§ **Data extract**:
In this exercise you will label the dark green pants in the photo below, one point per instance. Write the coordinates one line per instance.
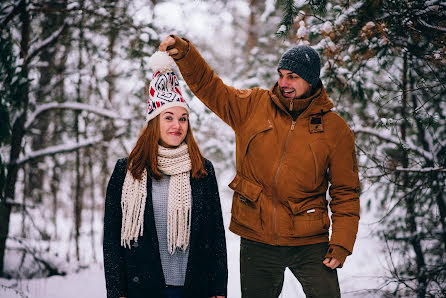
(262, 268)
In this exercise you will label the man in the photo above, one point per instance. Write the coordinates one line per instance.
(289, 147)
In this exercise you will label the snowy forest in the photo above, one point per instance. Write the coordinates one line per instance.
(72, 86)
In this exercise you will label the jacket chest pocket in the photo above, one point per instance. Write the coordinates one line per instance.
(245, 205)
(319, 154)
(256, 141)
(311, 222)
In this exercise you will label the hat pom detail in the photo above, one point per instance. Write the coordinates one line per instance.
(161, 61)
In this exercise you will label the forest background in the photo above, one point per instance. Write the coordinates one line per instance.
(72, 89)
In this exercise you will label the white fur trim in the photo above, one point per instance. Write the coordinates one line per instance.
(167, 106)
(161, 61)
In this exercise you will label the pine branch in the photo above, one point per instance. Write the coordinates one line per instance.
(290, 11)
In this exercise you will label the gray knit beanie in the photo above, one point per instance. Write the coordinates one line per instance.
(303, 61)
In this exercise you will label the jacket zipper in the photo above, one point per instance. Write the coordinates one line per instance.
(293, 124)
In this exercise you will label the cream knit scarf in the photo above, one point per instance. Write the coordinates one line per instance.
(175, 163)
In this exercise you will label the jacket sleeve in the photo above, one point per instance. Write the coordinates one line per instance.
(344, 192)
(230, 104)
(114, 261)
(218, 258)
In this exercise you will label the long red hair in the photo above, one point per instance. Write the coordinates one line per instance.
(145, 153)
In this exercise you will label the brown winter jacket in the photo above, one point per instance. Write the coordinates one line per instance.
(284, 167)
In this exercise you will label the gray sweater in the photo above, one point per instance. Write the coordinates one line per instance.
(174, 266)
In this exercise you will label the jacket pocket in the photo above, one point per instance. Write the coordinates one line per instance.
(245, 205)
(309, 222)
(320, 162)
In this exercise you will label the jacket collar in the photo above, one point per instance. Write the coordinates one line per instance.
(320, 103)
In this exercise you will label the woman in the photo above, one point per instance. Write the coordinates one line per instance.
(163, 227)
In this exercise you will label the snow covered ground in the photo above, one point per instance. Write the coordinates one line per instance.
(362, 270)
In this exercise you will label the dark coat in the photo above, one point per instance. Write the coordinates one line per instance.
(137, 272)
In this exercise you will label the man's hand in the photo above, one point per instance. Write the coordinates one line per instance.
(168, 42)
(331, 263)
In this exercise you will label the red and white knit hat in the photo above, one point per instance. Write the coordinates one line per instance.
(164, 89)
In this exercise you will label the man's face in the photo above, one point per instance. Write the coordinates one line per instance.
(293, 86)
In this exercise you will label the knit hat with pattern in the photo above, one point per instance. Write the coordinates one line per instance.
(164, 89)
(303, 61)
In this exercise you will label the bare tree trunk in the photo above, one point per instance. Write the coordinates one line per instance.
(17, 134)
(411, 196)
(252, 26)
(93, 205)
(78, 192)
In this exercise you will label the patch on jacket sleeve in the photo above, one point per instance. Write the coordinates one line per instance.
(243, 93)
(315, 124)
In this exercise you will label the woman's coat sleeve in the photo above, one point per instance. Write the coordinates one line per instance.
(218, 258)
(114, 261)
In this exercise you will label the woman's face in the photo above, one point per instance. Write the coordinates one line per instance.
(173, 126)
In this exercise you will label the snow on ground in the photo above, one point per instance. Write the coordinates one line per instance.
(361, 270)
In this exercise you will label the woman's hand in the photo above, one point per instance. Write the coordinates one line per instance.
(331, 263)
(169, 41)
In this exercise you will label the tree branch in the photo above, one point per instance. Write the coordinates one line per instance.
(394, 140)
(11, 15)
(34, 51)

§ **What you will do**: Starting with the line that contains "In this exercise you will label the patch", repeat each line through the last one exactly as it appears. Include both ends and nothing more.

§ **Full output**:
In this exercise you will label the patch on jacket sleeve in the photo above, one point per instance. Write the coordinates one line per instance.
(243, 93)
(315, 124)
In this exercise you will label the woman's coat sleeve in the photo above, one point per instance. Write the coordinates one line per instance.
(218, 258)
(114, 261)
In this exercise you will label the woman's face in the photo above, one point per instance. Write the coordinates one line per instance.
(173, 126)
In this exercise you will label the snow on ground in the photo above, one point per instance. Write the coordinates one line per instance.
(361, 270)
In this exercise you will label the woman's hand in the photo above, one point per instance. Write the coordinates one line per instance.
(331, 263)
(169, 41)
In this exercise you will label the tree branch in the photo above, one point per instance. Write the coordinates one line per instance.
(394, 140)
(11, 15)
(34, 51)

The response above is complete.